Task statement
Will you write out the data exactly, excluding every picture?

(Image point annotation entries)
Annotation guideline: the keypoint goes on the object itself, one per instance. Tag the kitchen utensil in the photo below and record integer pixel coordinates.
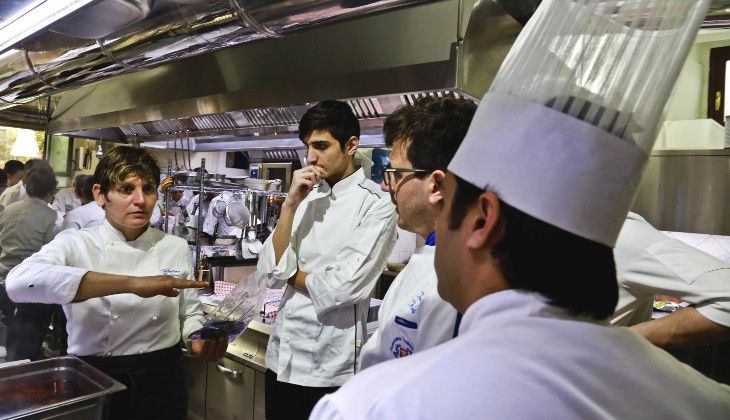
(232, 316)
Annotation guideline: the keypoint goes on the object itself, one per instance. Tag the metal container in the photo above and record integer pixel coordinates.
(686, 191)
(58, 388)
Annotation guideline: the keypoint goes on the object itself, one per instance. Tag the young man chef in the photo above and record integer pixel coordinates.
(118, 285)
(423, 137)
(529, 210)
(335, 230)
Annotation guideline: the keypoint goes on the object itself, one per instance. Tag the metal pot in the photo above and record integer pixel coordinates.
(189, 177)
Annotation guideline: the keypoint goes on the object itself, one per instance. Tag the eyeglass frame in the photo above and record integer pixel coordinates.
(386, 169)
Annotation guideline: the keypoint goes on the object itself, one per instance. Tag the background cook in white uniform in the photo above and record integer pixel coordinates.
(341, 237)
(650, 263)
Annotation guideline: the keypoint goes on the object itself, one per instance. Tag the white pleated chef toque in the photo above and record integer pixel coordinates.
(565, 130)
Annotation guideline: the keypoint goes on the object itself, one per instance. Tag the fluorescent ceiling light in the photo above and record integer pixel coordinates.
(34, 18)
(25, 144)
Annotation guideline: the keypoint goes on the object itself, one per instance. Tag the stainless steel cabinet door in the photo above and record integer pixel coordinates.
(195, 373)
(230, 391)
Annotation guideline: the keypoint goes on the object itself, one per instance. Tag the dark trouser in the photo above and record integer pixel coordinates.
(286, 401)
(156, 387)
(27, 325)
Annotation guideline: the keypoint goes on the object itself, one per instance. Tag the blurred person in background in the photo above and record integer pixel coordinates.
(25, 226)
(90, 213)
(16, 191)
(67, 199)
(12, 174)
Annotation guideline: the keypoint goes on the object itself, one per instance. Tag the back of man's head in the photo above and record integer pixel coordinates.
(335, 117)
(40, 181)
(432, 129)
(85, 188)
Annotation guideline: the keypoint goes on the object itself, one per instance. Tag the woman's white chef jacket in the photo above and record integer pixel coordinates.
(88, 215)
(341, 237)
(649, 263)
(412, 316)
(517, 357)
(119, 324)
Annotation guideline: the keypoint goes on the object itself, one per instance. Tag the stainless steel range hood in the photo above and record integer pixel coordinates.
(257, 91)
(260, 90)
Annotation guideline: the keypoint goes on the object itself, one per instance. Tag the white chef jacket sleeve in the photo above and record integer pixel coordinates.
(359, 263)
(273, 275)
(326, 409)
(670, 267)
(47, 276)
(191, 312)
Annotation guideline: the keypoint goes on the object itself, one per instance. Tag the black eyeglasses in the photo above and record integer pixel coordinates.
(389, 174)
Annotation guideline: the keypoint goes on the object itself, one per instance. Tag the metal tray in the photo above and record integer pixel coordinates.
(62, 387)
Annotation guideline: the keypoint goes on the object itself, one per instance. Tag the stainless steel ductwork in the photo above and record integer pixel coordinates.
(79, 49)
(260, 90)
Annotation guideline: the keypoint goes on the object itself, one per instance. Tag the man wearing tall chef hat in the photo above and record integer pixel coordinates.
(529, 211)
(335, 231)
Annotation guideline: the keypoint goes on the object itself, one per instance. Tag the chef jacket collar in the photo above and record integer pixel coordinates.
(513, 304)
(342, 187)
(109, 232)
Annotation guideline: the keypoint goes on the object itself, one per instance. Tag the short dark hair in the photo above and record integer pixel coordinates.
(12, 167)
(40, 181)
(30, 163)
(335, 117)
(85, 188)
(122, 162)
(432, 128)
(78, 183)
(572, 272)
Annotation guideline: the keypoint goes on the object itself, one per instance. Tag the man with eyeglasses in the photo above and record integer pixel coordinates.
(423, 137)
(335, 231)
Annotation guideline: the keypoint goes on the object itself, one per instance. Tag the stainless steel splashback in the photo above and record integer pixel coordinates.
(687, 191)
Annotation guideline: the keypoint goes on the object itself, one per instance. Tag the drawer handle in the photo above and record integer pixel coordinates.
(233, 374)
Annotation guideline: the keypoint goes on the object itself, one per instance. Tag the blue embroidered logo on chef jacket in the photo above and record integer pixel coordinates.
(401, 347)
(416, 302)
(171, 272)
(406, 323)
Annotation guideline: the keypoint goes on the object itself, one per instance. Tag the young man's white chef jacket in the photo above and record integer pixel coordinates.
(115, 325)
(88, 215)
(517, 357)
(341, 237)
(412, 316)
(649, 262)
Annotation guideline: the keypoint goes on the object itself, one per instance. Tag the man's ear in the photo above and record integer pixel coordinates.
(352, 144)
(98, 195)
(484, 222)
(433, 185)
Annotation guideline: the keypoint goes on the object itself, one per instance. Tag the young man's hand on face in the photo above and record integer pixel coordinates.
(302, 184)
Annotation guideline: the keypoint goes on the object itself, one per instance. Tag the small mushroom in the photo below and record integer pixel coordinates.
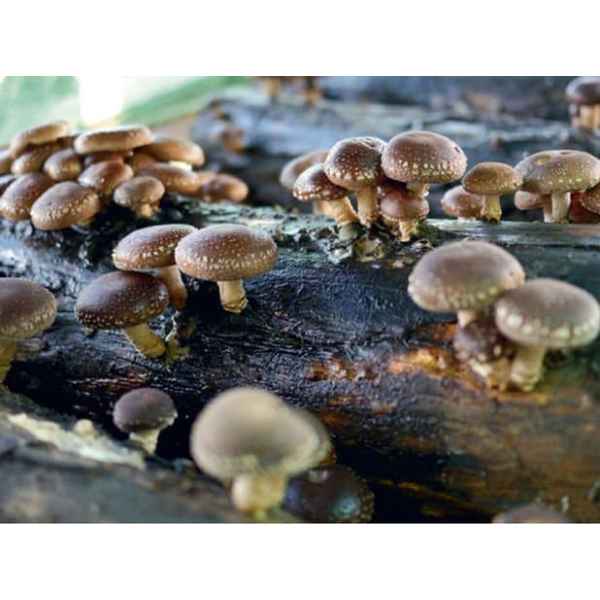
(490, 180)
(332, 494)
(18, 198)
(26, 309)
(544, 314)
(64, 205)
(355, 165)
(141, 194)
(401, 210)
(125, 301)
(459, 203)
(153, 249)
(227, 254)
(420, 158)
(251, 439)
(559, 172)
(465, 278)
(143, 414)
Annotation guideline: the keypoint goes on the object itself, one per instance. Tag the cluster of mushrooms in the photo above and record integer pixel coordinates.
(60, 179)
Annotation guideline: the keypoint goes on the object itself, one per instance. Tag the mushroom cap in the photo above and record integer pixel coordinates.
(17, 200)
(584, 90)
(248, 430)
(331, 494)
(105, 176)
(424, 157)
(559, 171)
(150, 247)
(492, 178)
(165, 148)
(295, 167)
(138, 191)
(26, 309)
(355, 163)
(463, 275)
(63, 205)
(118, 139)
(121, 299)
(313, 184)
(226, 253)
(144, 409)
(42, 134)
(548, 313)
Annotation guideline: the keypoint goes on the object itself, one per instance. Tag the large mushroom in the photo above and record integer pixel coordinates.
(465, 278)
(153, 249)
(250, 439)
(125, 301)
(541, 315)
(26, 309)
(558, 173)
(227, 254)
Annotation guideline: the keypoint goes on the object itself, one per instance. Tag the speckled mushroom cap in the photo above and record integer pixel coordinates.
(424, 157)
(151, 247)
(492, 178)
(548, 313)
(144, 409)
(584, 90)
(105, 176)
(355, 163)
(121, 299)
(463, 276)
(559, 171)
(294, 168)
(125, 137)
(248, 430)
(166, 148)
(313, 185)
(226, 253)
(42, 134)
(20, 195)
(63, 205)
(26, 309)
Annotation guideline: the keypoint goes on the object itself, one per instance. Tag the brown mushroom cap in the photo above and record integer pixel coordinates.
(492, 178)
(423, 156)
(559, 171)
(35, 136)
(294, 168)
(26, 309)
(226, 253)
(17, 200)
(151, 247)
(313, 185)
(121, 299)
(118, 139)
(63, 205)
(165, 148)
(463, 275)
(105, 176)
(144, 409)
(549, 314)
(248, 430)
(355, 163)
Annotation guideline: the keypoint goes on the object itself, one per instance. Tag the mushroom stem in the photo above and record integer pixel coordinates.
(527, 367)
(8, 350)
(177, 290)
(145, 340)
(233, 295)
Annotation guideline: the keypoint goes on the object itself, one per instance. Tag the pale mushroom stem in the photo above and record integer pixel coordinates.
(177, 290)
(233, 295)
(527, 367)
(145, 340)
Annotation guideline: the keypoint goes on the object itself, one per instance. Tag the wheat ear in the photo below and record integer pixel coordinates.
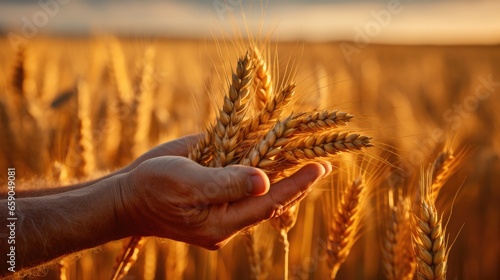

Reply
Annotation guideline: the keypoint goes on the object itself, one per instance. Tag the kitchen utensil in the photo below and record integer pixel coordinates.
(232, 316)
Annotation guideline: the keypoint goes on the object itself, one per instance. Tag the metal container in the photo above and record integer pixel coordinates.
(686, 191)
(58, 388)
Annotation guideline: the keypoint goes on the object itself, one per instance. Tag the young man chef in the photo above and record integer pixel coordinates.
(118, 285)
(423, 137)
(529, 210)
(335, 230)
Annotation guideline: the keypoint goes on the object itself, one per instance. Tag the metal pot in the photo above and record integer pixel coordinates.
(189, 177)
Annotation guideline: the keypoint goes on the object itself, one per instance. Tag the eyeglass frame in the photo above and record integer pixel coordinates.
(386, 169)
Annotation guideline: the keypoint goes on the object itself, one per instance. Tag the background cook in white uniform in the photo above and record integer pixel coordinates.
(341, 237)
(650, 263)
Annotation guideline: the keypoint goes on the object itself, one per instance. Tag the white pleated chef toque in the photo above and record integer pixel coordinates.
(565, 130)
Annotation guideline: the keypoint goes on the object itself, one per instance. Tag the fluorescent ceiling light in the photo above and record integer pixel coordinates.
(34, 18)
(25, 144)
Annotation guideline: the keypoint goes on the object itself, one per instance. Tag the stainless steel cabinet door in the photo above and record integer pixel coordinates.
(195, 373)
(230, 391)
Annotation guideline: the keypoint goes on the object itself, one per instance. Tag the dark trouser in the photo above and record integer pixel coordinates.
(286, 401)
(156, 387)
(27, 325)
Annotation guideline: the keypoint goes on the object itself, one per instance. Tag the blurred person in background in the photo above and record integer pixel coordinates.
(25, 226)
(90, 213)
(16, 191)
(67, 199)
(12, 174)
Annotation guideline: the keypoint goes on the object itself, one per instance. Tag the back of man's head in the photo above and record integer pixel coordinates.
(335, 117)
(40, 181)
(432, 129)
(85, 188)
Annotation guideline: the keypoint goes on the object itself, one per instance. Tag the woman's white chef jacket in the photo above and record integer pixel coordinates.
(88, 215)
(341, 237)
(649, 263)
(412, 316)
(517, 357)
(119, 324)
Annotation guideline: the keypoint goes on the object itself, one per instance. Tag the stainless steel range hood in the photo above and record integer pixel coordinates.
(257, 91)
(260, 90)
Annotation guideline: the keypoint goes on the object itself, one per instance. Tag the white chef jacket sleeve in the photo above and record integer pixel coordinates.
(359, 263)
(273, 275)
(326, 409)
(670, 267)
(47, 276)
(191, 312)
Annotation guideline: the keypoint goes on the object itself, one per instance. Tag the black eyeglasses in the photo above and record integer pixel coordinates.
(389, 174)
Annotation guideline: the keypoint goes on the object itself, one per instance. Tag the metal tray in the photo above and record integer pixel coordinates.
(62, 387)
Annotation guideline: the keypoint goes on the object itself, one per instance. Tag the stainless steel ductwork in the photo above and record integer pixel coordinates.
(79, 49)
(260, 90)
Annotation guideline: the keypoint goes on the object itself, one per instance. Tag the man wearing tall chef hat in the photo above and record integer pixel coordinates.
(529, 211)
(335, 231)
Annotation guideline: the keypoint goes on the object itself, one per instance. Tag the chef jacket collar in the photo above and record integer pixel coordinates.
(513, 304)
(342, 187)
(109, 232)
Annotation guideline: the keypoint goes on the object itself, one per instance. Tag the short dark hair in the photo above and record integer pixel coordinates.
(12, 167)
(40, 181)
(30, 163)
(335, 117)
(85, 188)
(122, 162)
(432, 128)
(78, 183)
(572, 272)
Annotation guideline: the keypoint goes on the object itself, one per instance. Tag the man with eyeglasses in the photo above and record integer pixel coordinates.
(423, 137)
(335, 231)
Annotation guideline: the keypoint goes on the object itself, one per instance. Tag the stainless steel splashback in the photo above and record integer pixel coordinates.
(687, 191)
Annotation guideline: the keypoint goes on the object itself, one per instance. Tag the drawer handle in the photo above and record integer pixel coordinates.
(233, 374)
Annotation guideline: the keypoint goes on the object itself, one per instance. Tag the blue embroidered logo on chef jacket in the photo above and record integer pixel coordinates.
(401, 347)
(416, 302)
(171, 272)
(406, 323)
Annotation guideline: the keypoint goes on the object itself, one per instance. Tag the young man's white chef jacket in the photo above and record integer pixel coordinates.
(115, 325)
(88, 215)
(517, 357)
(341, 237)
(412, 316)
(649, 262)
Annotation guideline: the keypoint goes on the object itself, one per instance. Tag the man's ear in the photo above and record integer pixel coordinates.
(352, 144)
(98, 195)
(484, 222)
(433, 185)
Annotation guideline: the keypoint goes on the object itself, one per instance. Tag the young man's hand on face in the photo above and record integer pixel coordinates.
(302, 184)
Annotation guideline: the keypoint goes on the object itself, one per instance. Tag the small mushroom in the photo below and record integer pixel coordinates.
(490, 180)
(332, 494)
(18, 198)
(26, 309)
(544, 314)
(64, 205)
(355, 165)
(141, 194)
(401, 210)
(125, 301)
(459, 203)
(153, 249)
(227, 254)
(420, 158)
(251, 439)
(559, 172)
(465, 278)
(143, 414)
Annotation guideline: the keypoint goes on the object itself, one per instance. Tag the cluster of mushrooms in the photo above and record integer pixel coordinates.
(60, 179)
Annotation guideline: the keypoint goes on the object itself, one per instance. Tag the mushroom cap in the photo above and record integer pixel coordinates.
(17, 200)
(584, 90)
(248, 430)
(331, 494)
(105, 176)
(424, 157)
(559, 171)
(150, 247)
(492, 178)
(165, 148)
(295, 167)
(138, 191)
(26, 309)
(355, 163)
(463, 275)
(63, 205)
(118, 139)
(121, 299)
(313, 184)
(226, 253)
(144, 409)
(42, 134)
(548, 313)
Annotation guideline: the keypoint goes on the object itself, one per instance. Tag the large mushroom in the photo above and record integer pixel coordinates.
(465, 278)
(153, 249)
(250, 439)
(125, 301)
(541, 315)
(26, 309)
(558, 173)
(227, 254)
Annotation guideline: the keypoint goes on the object itself, one per instance. Tag the speckled mushroom cap in the photo above and record integer pixel coordinates.
(424, 157)
(151, 247)
(492, 178)
(548, 313)
(144, 409)
(584, 90)
(105, 176)
(355, 163)
(121, 299)
(463, 276)
(559, 171)
(294, 168)
(125, 137)
(248, 430)
(166, 148)
(313, 185)
(226, 253)
(42, 134)
(20, 195)
(63, 205)
(26, 309)
Annotation guideline: the keypoint goes on the object itself, one per instance. Tag the brown mushroom cap in the photo above and record integer pixel coordinates.
(492, 178)
(423, 156)
(559, 171)
(35, 136)
(294, 168)
(26, 309)
(226, 253)
(17, 200)
(151, 247)
(313, 185)
(121, 299)
(118, 139)
(63, 205)
(165, 148)
(463, 275)
(105, 176)
(144, 409)
(549, 314)
(248, 430)
(355, 163)
Annotation guideline: the keypoint goes on the object itself, one per instance. Tag the mushroom stem in the photo above and record integer pixel coordinates.
(527, 367)
(8, 350)
(177, 290)
(145, 340)
(233, 295)
Annotation guideline: the keypoint goes on the object itself, one per instance. Tag the pale mushroom stem in the photo above and record integer pixel coordinates.
(177, 290)
(233, 295)
(527, 367)
(145, 340)
Annotation guideline: the keypoint goes on the object itself, one per instance. Tag the wheat ear in the photo below and record integer pixel coordinates.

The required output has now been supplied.